Une série glaçante, bien ficelée et à l’esthétique léchée, qui donne à penser à propos des nouveaux visages du totalitarisme. Les quatre premiers épisodes sont prometteurs.

The Handmaid’s Tale est réalisée avec un soin évident: cadrages et lumières léchés, décors et costumes maîtrisés, rythme efficace. Il y a certes un côté un peu appuyé dans l’utilisation de la musique, la narration en off ou certains dialogues des jeunes dans les flash-backs, mais globalement la première saison est formellement réussie.
Le régime totalitaire de la République de Gilead est fondé sur une idéologie aux relents pseudo-chrétiens, une sorte de secte d’extrême-droite dont la caste dirigeante contrôle d’une main de fer les faits, gestes et pensées d’une population réduite à l’esclavage.

Antireligieux
La série repose sur une adaptation du roman éponyme de la Canadienne Margaret Atwood, publié en 1985 (titre français: La servante écarlate). Ce succès littéraire a été écrit alors que l’auteur était à Berlin ouest, avant la chute du mur. Atwood dit avoir été inspirée par l’atmosphère qui régnait derrière le rideau de fer, dans les pays communistes, athées. Pourtant sa dystopie semble servir un propos farouchement féministe et antireligieux. Dans un entretien publié dans The New York Times en mars dernier, Margaret Atwood s’en défend: «Si vous voulez dire un pamphlet idéologique dans lequel toutes les femmes sont présentées comme des anges et/ou des victimes incapables de choix moraux, non (…) Le régime utilise des symboles bibliques, comme le ferait sans doute tout régime autoritaire en Amérique: il ne serait pas d’inspiration communiste ou islamiste (…) Les catholiques et les baptistes sont ciblés et éliminés. Les quakers se sont organisés dans la clandestinité et contrôlent une voie de fuite vers le Canada (...) Donc le livre n'est pas anti-religion. Il condamne l’utilisation du masque religieux par les dictatures; ce qui est complètement différent.»

Liste des données
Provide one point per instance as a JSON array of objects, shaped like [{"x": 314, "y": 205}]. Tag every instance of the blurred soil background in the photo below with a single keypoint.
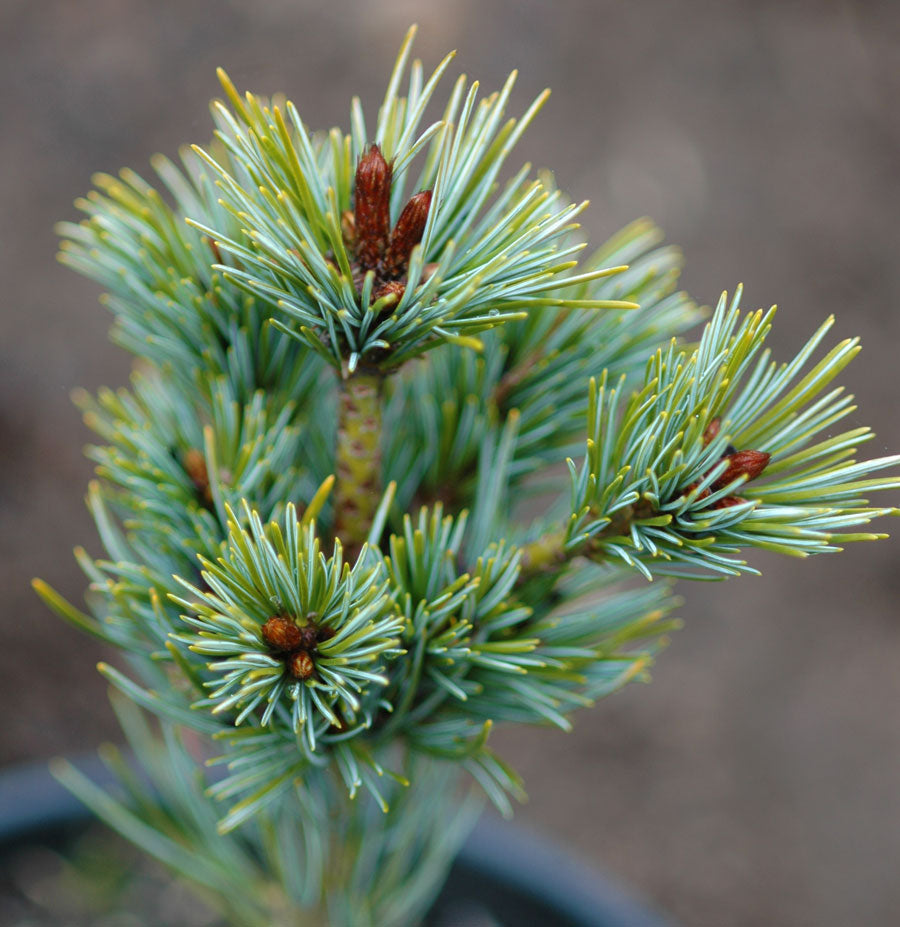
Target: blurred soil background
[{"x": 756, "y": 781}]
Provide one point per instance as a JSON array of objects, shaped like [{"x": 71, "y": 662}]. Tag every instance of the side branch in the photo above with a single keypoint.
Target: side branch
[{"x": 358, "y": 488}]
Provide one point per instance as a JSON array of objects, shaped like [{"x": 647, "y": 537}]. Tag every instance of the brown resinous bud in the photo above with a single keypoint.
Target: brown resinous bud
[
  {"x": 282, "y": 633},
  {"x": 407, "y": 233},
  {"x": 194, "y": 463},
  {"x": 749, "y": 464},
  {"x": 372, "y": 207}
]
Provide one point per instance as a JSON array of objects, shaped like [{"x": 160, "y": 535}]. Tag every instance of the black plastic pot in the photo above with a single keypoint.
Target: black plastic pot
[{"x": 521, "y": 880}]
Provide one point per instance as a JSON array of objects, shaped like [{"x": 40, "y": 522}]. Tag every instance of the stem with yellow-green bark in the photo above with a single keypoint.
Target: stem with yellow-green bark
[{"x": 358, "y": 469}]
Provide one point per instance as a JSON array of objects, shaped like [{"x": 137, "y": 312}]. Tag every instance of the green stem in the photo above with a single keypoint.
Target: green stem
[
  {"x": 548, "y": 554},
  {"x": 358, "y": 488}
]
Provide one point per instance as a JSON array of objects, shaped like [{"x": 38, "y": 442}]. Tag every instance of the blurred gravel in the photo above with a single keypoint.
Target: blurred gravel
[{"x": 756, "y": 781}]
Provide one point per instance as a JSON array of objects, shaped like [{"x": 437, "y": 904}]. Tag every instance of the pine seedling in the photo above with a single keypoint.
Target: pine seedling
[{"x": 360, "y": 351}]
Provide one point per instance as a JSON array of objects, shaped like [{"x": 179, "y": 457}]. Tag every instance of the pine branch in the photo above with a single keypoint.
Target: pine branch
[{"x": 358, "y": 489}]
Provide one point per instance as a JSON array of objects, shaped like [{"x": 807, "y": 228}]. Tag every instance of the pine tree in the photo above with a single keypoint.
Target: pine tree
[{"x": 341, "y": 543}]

Détails de l'exercice
Recopiez sans rien changer le passage de la critique de The Handmaid's Tale qui s'ouvre sur les mots contenant « The Handmaid’s Tale » et se ferme sur « réduite à l’esclavage. ».

Problème résolu
The Handmaid’s Tale est réalisée avec un soin évident: cadrages et lumières léchés, décors et costumes maîtrisés, rythme efficace. Il y a certes un côté un peu appuyé dans l’utilisation de la musique, la narration en off ou certains dialogues des jeunes dans les flash-backs, mais globalement la première saison est formellement réussie.
Le régime totalitaire de la République de Gilead est fondé sur une idéologie aux relents pseudo-chrétiens, une sorte de secte d’extrême-droite dont la caste dirigeante contrôle d’une main de fer les faits, gestes et pensées d’une population réduite à l’esclavage.